**Excerto do texto:**

Guiné 63/74 - P783: Entrevista a Fernando Pereira, correspondente do Expresso, sobre o Projecto Guileje

1. Mensagem de Fernando Pereira, correspondente do semanário Expresso na Guiné-Bissau:

Caro senhor:

Sou Fernando Pereira, jornalista guineense, correspondente do semanário Expresso na Guiné. Estou a preparar um artigo sobre o projecto Guiledje, da ONG AD - Acção para o Desenvolvimento. Nesse âmbito, queria saber o seguinte:

(i) Que tipo de apoio o senhor e os participantes do blogue-fora-nada pensam atribuir ao projecto ?

(ii) O que os atrai nesta iniciativa ?

(iii) Já agora, quantas pessoas participam no fórum do vosso blogue ?

(iv) Acha que a reconstituição do quartel de Guiledje e o lançamento de um turismo ecológico poderiam atrair visitas portuguesas a essas paragens ?

Se for possivel, agradecia uma resposta, o mais urgente possivel, a estas questões.

Cordialmente
FPereira

2. Respondi-lhe na volta do correio. O jornalista foi simpático, agradecendo-me de imediato "a atenção, assim como as interessantes evocações e opiniões".

P - Tipo de apoio que o senhor e os participantes do Blogue-fora-nada pensam atribuir ao projecto ?

**Material fornecido:**
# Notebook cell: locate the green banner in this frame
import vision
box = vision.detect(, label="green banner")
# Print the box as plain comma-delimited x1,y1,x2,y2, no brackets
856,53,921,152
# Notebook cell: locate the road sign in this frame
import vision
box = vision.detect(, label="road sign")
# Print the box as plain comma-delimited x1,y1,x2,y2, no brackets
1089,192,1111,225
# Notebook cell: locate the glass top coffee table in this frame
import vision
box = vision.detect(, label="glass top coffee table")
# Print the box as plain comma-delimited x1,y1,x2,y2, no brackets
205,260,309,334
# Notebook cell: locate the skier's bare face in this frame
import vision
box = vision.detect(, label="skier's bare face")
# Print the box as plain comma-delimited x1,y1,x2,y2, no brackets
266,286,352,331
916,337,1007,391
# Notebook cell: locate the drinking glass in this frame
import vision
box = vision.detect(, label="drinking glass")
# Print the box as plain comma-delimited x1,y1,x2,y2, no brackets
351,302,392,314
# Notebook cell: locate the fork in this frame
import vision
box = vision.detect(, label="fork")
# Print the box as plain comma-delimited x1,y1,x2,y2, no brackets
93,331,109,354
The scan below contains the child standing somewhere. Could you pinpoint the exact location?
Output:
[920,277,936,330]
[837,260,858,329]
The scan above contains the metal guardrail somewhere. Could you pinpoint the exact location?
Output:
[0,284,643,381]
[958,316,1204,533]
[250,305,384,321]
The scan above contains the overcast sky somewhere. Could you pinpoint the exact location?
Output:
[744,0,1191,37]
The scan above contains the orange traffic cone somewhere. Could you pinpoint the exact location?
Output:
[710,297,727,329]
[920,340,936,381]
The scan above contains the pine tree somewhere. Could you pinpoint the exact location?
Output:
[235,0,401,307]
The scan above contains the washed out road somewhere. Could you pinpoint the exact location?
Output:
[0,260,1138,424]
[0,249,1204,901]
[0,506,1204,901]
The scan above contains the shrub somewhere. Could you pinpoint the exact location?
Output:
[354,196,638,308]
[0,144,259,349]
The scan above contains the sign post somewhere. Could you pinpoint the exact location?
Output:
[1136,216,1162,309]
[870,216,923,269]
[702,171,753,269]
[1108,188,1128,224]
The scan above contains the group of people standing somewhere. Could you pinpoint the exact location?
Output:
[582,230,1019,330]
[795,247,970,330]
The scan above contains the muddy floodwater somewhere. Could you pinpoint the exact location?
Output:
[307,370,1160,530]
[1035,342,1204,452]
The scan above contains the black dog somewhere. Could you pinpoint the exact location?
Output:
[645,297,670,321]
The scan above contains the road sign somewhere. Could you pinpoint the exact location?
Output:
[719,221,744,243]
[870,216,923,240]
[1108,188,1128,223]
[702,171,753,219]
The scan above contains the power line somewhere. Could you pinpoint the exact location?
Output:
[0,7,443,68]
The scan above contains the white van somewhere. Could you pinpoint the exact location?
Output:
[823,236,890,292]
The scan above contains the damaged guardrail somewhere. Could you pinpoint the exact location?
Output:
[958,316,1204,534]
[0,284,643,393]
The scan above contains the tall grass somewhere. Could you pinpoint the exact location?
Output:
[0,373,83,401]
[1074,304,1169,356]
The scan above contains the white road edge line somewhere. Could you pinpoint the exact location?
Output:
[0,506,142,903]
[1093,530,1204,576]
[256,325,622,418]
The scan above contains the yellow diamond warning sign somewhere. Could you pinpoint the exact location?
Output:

**Tarefas a fazer:**
A. Responda a estas perguntas sobre o texto do Projecto Guileje:
(i) De que semanário é correspondente Fernando Pereira?
(ii) Que ONG está por trás do projecto sobre o qual ele prepara um artigo?
(iii) O que agradeceu o jornalista depois de receber a resposta?
B. Transcreva do texto do Projecto Guileje o trecho que vai de "Guiné 63/74 - P783: Entrevista" até "vosso blogue ?".

**Respostas por tarefa:**
A.
(i) Do semanário Expresso.
(ii) A AD - Acção para o Desenvolvimento.
(iii) Agradeceu "a atenção, assim como as interessantes evocações e opiniões".

B.
Guiné 63/74 - P783: Entrevista a Fernando Pereira, correspondente do Expresso, sobre o Projecto Guileje

1. Mensagem de Fernando Pereira, correspondente do semanário Expresso na Guiné-Bissau:

Caro senhor:

Sou Fernando Pereira, jornalista guineense, correspondente do semanário Expresso na Guiné. Estou a preparar um artigo sobre o projecto Guiledje, da ONG AD - Acção para o Desenvolvimento. Nesse âmbito, queria saber o seguinte:

(i) Que tipo de apoio o senhor e os participantes do blogue-fora-nada pensam atribuir ao projecto ?

(ii) O que os atrai nesta iniciativa ?

(iii) Já agora, quantas pessoas participam no fórum do vosso blogue ?